┌─ Exercise passage
For the gas diffusion electrode 20 it is especially significant in the sense of the present invention that the metal-containing main component is free from Raney nickel. In order however to be able to guarantee a comparable catalytic activity and porosity of the gas diffusion electrode, a steel alloy and/or a catalytic inorganic metal compound and/or platinum or palladium powder, all the materials mentioned here being free from Raney nickel, is used as the metal-containing main component.

Individually experimental investigations for the composition of the gas diffusion electrode have been carried out with 0% steel-316L powder, with 28% steel-316L powder and with 53.8% steel-316L steel percent by weight in the active mixture of the gas diffusion electrode. The steel powder used had a particle size distribution between 10 μm and 45 μm. The results show that 0% percent by weight of 316L steel powder leads to a greatly reduced and uneven activity of the electrode.
└─
Questions on the material –
1/ According to the passage on the gas diffusion electrode, what range of particle sizes did the steel powder have?
2/ Write the next part of the passage on the gas diffusion electrode, picking up after its final sentence.
┌─ Supplied information
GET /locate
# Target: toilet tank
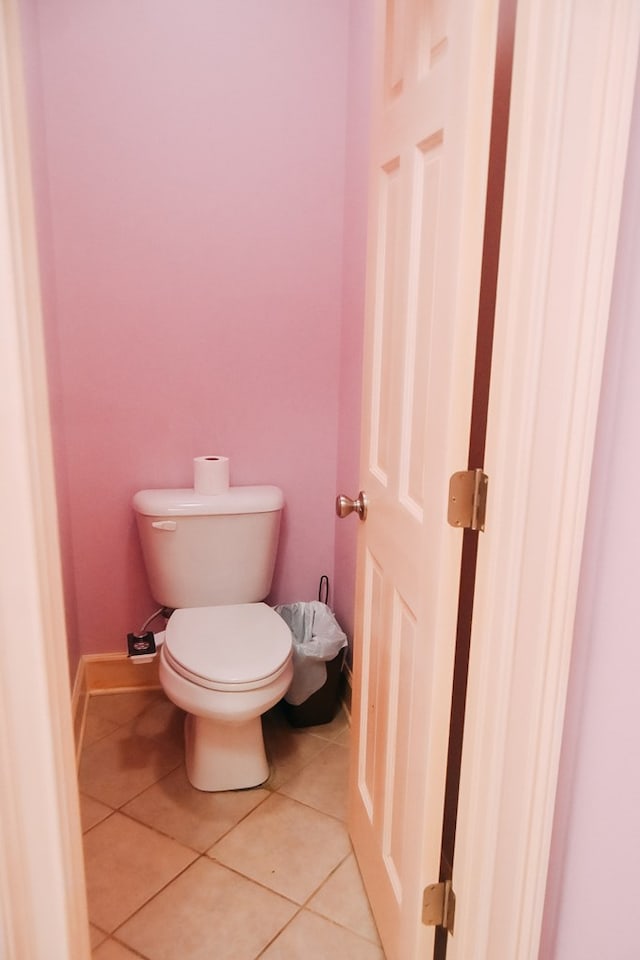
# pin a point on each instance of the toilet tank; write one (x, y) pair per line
(202, 551)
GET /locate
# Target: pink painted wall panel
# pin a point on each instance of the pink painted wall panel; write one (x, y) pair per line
(353, 297)
(191, 215)
(593, 887)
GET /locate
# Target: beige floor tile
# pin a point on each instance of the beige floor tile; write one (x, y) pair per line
(126, 864)
(161, 720)
(342, 898)
(288, 750)
(188, 815)
(121, 708)
(118, 767)
(313, 938)
(92, 812)
(285, 845)
(112, 950)
(208, 912)
(323, 783)
(96, 936)
(96, 727)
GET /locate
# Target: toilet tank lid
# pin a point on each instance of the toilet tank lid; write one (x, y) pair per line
(188, 503)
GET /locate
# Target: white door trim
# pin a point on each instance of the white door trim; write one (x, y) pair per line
(574, 72)
(42, 892)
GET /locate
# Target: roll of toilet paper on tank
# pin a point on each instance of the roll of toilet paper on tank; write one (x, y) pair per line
(210, 475)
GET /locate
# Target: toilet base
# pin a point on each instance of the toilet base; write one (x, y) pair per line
(224, 756)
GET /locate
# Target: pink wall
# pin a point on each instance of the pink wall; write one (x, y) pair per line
(594, 888)
(190, 174)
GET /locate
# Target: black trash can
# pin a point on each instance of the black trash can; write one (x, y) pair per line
(318, 656)
(321, 706)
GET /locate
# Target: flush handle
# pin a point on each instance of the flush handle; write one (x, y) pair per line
(345, 506)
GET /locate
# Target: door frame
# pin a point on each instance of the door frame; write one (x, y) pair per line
(573, 83)
(42, 888)
(503, 833)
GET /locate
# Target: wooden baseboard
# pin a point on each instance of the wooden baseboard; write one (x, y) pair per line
(107, 673)
(79, 698)
(113, 672)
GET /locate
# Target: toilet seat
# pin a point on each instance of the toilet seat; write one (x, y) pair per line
(237, 647)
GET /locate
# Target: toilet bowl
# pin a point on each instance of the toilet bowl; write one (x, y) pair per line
(225, 666)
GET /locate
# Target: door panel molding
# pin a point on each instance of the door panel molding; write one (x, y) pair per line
(42, 894)
(574, 73)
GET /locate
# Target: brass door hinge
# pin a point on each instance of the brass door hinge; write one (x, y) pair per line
(468, 499)
(439, 906)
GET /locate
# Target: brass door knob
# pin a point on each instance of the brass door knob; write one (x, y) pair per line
(345, 506)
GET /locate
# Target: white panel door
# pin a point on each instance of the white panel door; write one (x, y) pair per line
(435, 66)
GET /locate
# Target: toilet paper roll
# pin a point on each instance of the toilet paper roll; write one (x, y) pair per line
(210, 475)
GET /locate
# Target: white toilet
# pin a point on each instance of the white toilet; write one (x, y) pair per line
(227, 657)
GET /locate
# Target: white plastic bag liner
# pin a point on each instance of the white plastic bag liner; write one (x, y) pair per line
(317, 638)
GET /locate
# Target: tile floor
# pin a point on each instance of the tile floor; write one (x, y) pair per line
(176, 874)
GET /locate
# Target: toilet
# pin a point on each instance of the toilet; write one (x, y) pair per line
(227, 656)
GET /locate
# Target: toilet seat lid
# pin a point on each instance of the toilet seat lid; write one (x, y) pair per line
(203, 642)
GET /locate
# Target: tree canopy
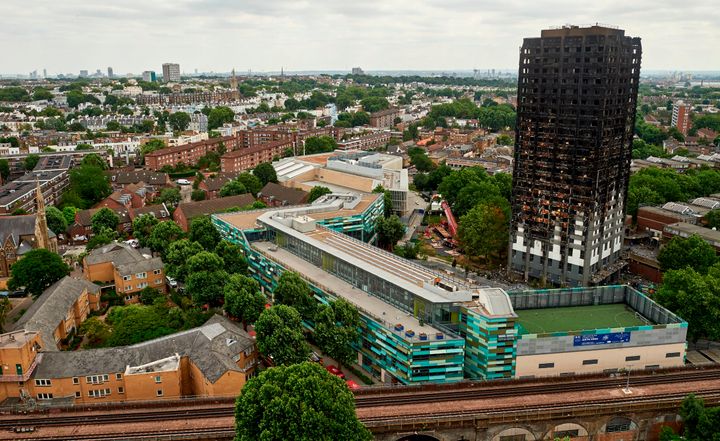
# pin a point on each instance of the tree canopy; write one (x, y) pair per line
(691, 252)
(483, 231)
(243, 299)
(163, 235)
(104, 218)
(390, 230)
(177, 256)
(298, 402)
(143, 226)
(204, 232)
(280, 335)
(206, 278)
(233, 257)
(265, 172)
(179, 121)
(88, 186)
(219, 116)
(292, 290)
(232, 188)
(337, 330)
(318, 191)
(55, 220)
(37, 270)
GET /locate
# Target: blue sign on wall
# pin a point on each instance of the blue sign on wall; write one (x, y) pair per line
(601, 339)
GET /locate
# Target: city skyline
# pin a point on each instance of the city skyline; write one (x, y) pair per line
(217, 35)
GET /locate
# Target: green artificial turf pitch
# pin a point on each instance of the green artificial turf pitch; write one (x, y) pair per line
(577, 318)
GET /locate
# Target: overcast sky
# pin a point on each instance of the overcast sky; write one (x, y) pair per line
(263, 35)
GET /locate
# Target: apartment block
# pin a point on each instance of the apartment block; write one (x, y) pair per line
(577, 95)
(241, 160)
(188, 153)
(123, 267)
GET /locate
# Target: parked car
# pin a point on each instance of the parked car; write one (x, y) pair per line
(335, 371)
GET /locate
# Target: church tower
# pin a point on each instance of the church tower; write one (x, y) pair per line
(41, 230)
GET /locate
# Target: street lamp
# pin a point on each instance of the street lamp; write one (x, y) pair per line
(627, 384)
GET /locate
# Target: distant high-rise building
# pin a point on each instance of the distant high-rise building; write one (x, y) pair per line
(577, 92)
(149, 76)
(171, 72)
(681, 117)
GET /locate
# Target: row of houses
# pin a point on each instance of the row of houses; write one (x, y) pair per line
(215, 359)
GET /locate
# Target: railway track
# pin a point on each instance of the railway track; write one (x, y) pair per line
(167, 435)
(399, 397)
(500, 391)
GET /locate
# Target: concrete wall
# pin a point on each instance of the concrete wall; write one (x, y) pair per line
(566, 362)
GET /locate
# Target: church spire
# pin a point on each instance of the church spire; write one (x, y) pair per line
(41, 236)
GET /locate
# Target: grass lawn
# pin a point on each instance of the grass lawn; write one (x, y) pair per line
(577, 318)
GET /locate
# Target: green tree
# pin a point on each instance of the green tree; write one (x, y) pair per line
(219, 116)
(4, 170)
(163, 235)
(37, 270)
(292, 290)
(206, 278)
(5, 308)
(197, 195)
(232, 188)
(149, 295)
(179, 121)
(390, 230)
(177, 256)
(31, 161)
(233, 257)
(265, 172)
(136, 323)
(96, 332)
(103, 236)
(88, 184)
(298, 402)
(55, 220)
(204, 232)
(694, 297)
(387, 200)
(504, 140)
(484, 231)
(318, 191)
(691, 252)
(251, 182)
(280, 335)
(143, 226)
(170, 196)
(69, 214)
(243, 299)
(713, 218)
(104, 218)
(420, 159)
(337, 330)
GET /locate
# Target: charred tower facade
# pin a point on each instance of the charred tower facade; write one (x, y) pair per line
(577, 94)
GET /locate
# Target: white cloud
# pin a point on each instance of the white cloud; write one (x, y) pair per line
(134, 35)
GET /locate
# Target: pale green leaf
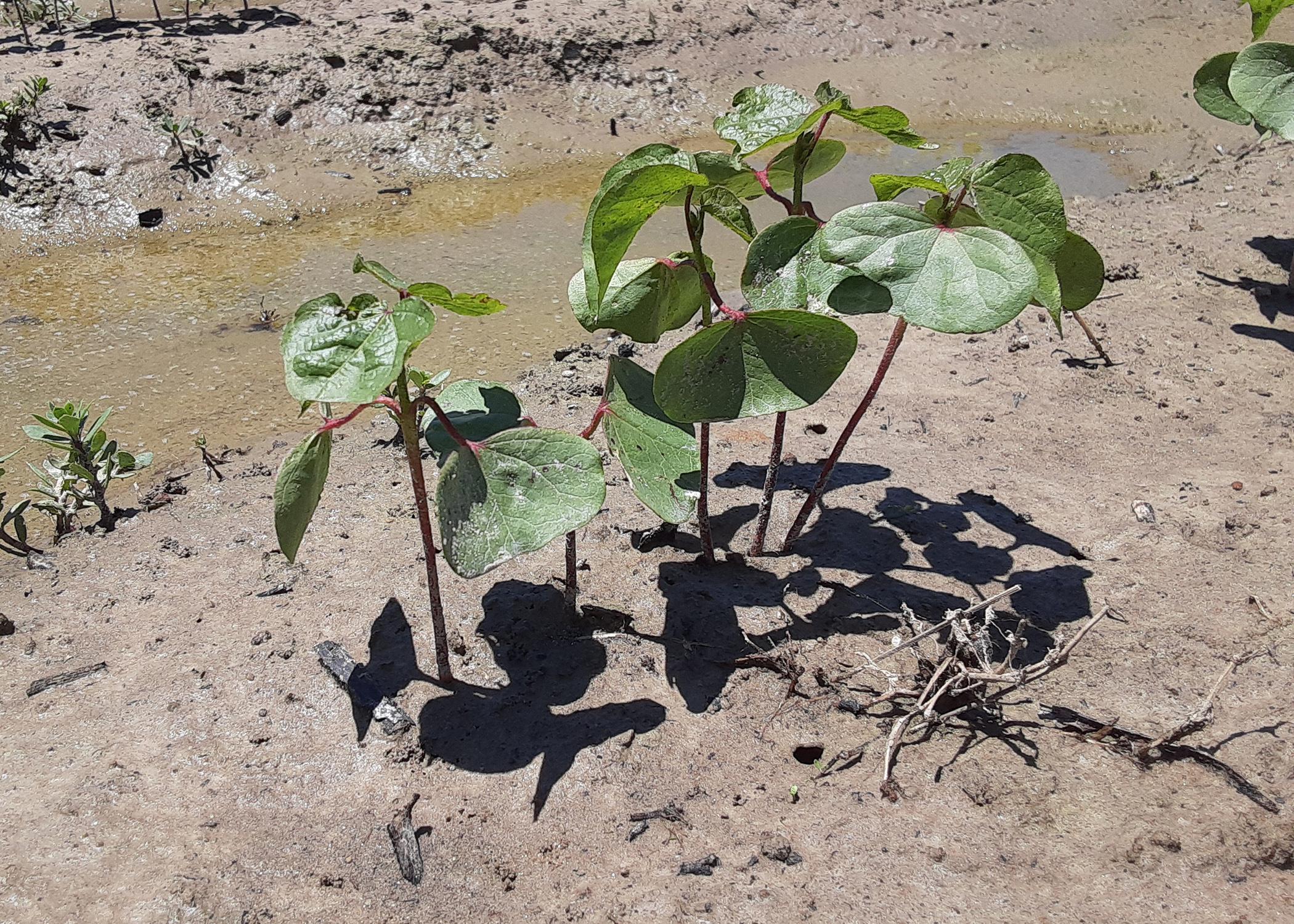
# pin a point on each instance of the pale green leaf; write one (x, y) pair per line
└─
Answers given –
1/ Between 10 μm and 45 μm.

2/
28% fraction share of 316L steel powder leads to adequate and even activity of the electrode by comparison with an electrode containing 28% Raney nickel, a further increase to 53.8% percent by weight of 316L steel powder does not show any further improvement of the activity.

The trial with 28% percent by weight of significantly finer 316L steel powder has shown that finer powder shows a significantly higher activity. In particular the nano powder of 316L steel (70 nm to 150 nm) is superior to steel powders with particle sizes in the micrometer range as regards activity.

Claims

1-5. (canceled)

6. An electrochemical gas production cell or mercury-free hydrogen production cell, comprising:

a metal anode;

an electrolyte; and

a gas diffusion electrode, said gas diffusion electrode having a metal-containing main component including at least one of a steel alloy or a catalytic inorganic metal compound or a platinum or palladium powder all being free of Raney nickel.

7. The electrochemical gas production cell according to claim 6, wherein said metal-containing main component of said gas diffusion electrode is a composite applied to a carrier material.

8. The electrochemical gas production cell according to claim 7, wherein said composite includes carbon, a silicon compound or a polymer.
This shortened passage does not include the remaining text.